Correcting Mormons and Their Dreadful Doctrines
By Mike Robinson
… There are some who trouble you and want to pervert the gospel of Christ. But even if we, or an angel from heaven, preach any other gospel to you than what we have preached to you, let him be accursed (Galatians 1:7-8).
In our postmodern culture, anyone who confronts and corrects others is labeled intolerant and prejudiced. But real love tells people the truth, even if it may be unpleasant and it might hurt. Christians must speak the truth in love or we are derelict in our duty. The Christian church in all biblical denominations rejected the aggressive and militant Mormon Gospel because it attacks the nature of God as it aims to lift man to godhood. The Mormons attempt to dazzle the culture by marketing a “Christian” image through high powered Madison Avenue makeover firms. Why all the subterfuge and the smokescreens? The Church of Jesus Christ of Latter-day Saints should tell the world about all its unique beliefs. Many of the LDS folks are nice, sincere and friendly. But the reality: Mormonism is a completely different religion than historic Christianity.
Biblical Christians do not delight in bringing correction to obstinate allotheists. We do not want to be derisive or churlish to anybody. We hold to the presupposition that truth is a moral, pragmatic, and philosophical requisition. We are called to cast down “imaginations, and every high thing that exalts itself against the knowledge of God.” We urge all Mormons to turn from their error and reject the fancies and fairy tales of the young glass-looker, Joseph Smith. The Mormons teach that God the Father was once a sinful man and is now a physical man who ascended into godhood through following Mormon imperatives. Additionally, they declare that Jesus is the spirit brother of Lucifer, and that faithful Mormons can one day become a god or goddess. This means they are henotheists, which is a subcategory of polytheism and places the LDS outside of Christian orthodoxy. These hideous doctrines are what vexes the Christian community and precludes the LDS from being a Christian denomination. The Bible states over and over that there is only one God. All biblical Christians believe in an absolute, uncompromised, ontological monotheism. Many Mormon leaders have taught that there is a plurality of gods. Mormon leader Spencer Kimball once said, “I suppose all 225,000 of you may become gods.” LDS Prophet Joseph F. Smith said, “Men are gods in embryo.”
A False Christ
Confounded Mormons seek comfort in the false notion that they believe in Jesus Christ too. But they believe in another Christ, a different Jesus. For example, I have a different car than you do. It shares some features that your car has: they both have tires, doors, and a gas engine. But my car doesn’t have a stereo, yours has one; my car is red, but yours is blue; mine has leather interior, and yours has cloth. My car is not your car. My house and your house have roofs, front doors, windows and carpet. But I have French doors, you do not. I have tan carpet, you have pink. I have a pool and you do not. We have different cars and different houses. And Mormons have a different Christ than Christians do. A different house, car, and Christ—they have some things in common but are different. LDS President, Gordon Hinckley, conceded that Mormons “do not believe in the traditional Christ. The traditional Christ of whom they speak is not the Christ of whom I speak.”
I.
The LDS Jesus is according to Mormon doctrine:
• The Spirit brother of Lucifer
• One of many gods
• Mutable: progressed into godhood
• Once imperfect
• Married.

▬▬▬

* **Written problem**
Rewrite the passage of the article on Mormon doctrine, beginning with "Correcting Mormons and" and running through "accursed (Galatians 1:7-8).", substituting "condemned" for "accursed".

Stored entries
▬▬▬

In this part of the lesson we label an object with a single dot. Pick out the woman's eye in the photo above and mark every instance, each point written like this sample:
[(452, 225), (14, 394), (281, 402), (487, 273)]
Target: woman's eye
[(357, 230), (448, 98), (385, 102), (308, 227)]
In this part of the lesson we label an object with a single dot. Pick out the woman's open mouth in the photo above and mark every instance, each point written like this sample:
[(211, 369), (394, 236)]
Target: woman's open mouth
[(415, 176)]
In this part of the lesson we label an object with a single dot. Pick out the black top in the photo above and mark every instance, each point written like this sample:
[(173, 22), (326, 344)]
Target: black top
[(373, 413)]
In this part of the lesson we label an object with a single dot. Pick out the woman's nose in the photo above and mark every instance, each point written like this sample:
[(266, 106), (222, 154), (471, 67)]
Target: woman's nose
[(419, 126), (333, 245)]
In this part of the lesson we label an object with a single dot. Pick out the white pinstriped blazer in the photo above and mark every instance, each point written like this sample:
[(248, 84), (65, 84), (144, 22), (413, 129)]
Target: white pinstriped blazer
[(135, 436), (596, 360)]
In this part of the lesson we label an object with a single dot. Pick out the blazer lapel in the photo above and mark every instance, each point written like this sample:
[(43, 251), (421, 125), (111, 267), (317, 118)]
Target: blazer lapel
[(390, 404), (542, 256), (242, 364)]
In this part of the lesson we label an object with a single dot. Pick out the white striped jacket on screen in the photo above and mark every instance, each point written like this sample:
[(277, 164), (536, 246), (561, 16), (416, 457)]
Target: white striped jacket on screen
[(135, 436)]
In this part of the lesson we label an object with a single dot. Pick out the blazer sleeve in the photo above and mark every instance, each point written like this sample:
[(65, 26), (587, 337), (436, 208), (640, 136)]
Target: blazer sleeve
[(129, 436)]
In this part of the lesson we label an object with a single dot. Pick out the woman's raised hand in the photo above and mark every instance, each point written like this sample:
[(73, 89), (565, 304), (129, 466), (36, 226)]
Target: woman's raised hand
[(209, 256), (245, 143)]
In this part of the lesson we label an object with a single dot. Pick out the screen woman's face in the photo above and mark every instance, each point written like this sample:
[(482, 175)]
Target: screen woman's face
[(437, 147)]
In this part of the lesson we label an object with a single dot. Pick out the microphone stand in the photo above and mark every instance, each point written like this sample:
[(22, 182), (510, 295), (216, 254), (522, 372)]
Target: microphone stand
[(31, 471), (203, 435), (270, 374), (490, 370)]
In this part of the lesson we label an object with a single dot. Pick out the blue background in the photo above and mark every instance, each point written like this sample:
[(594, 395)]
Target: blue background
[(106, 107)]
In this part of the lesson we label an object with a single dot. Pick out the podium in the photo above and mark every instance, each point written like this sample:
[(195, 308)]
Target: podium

▬▬▬

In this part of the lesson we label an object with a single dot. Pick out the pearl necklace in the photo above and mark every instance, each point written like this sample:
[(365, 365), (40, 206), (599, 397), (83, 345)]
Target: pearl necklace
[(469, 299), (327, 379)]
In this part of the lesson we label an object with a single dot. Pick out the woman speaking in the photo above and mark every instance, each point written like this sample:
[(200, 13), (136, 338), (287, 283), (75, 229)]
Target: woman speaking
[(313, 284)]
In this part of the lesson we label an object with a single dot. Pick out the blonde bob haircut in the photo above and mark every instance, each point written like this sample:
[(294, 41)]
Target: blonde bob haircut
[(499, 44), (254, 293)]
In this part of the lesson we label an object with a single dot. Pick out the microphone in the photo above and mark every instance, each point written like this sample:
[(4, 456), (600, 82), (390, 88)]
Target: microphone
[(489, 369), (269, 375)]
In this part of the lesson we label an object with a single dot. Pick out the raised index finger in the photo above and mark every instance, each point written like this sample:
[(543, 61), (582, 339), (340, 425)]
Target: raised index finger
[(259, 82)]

▬▬▬

* **Solution to this exercise**
Correcting Mormons and Their Dreadful Doctrines
By Mike Robinson
… There are some who trouble you and want to pervert the gospel of Christ. But even if we, or an angel from heaven, preach any other gospel to you than what we have preached to you, let him be condemned (Galatians 1:7-8).